課題 -
次のリストから「instance」という文字列を含む行をすべて抜き出し、そのまま写して報告してください。大文字と小文字は区別します。

━━ 渡すデータ

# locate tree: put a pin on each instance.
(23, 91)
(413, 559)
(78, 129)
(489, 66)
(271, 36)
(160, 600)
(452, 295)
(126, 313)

━━━━

答え -
# locate tree: put a pin on each instance.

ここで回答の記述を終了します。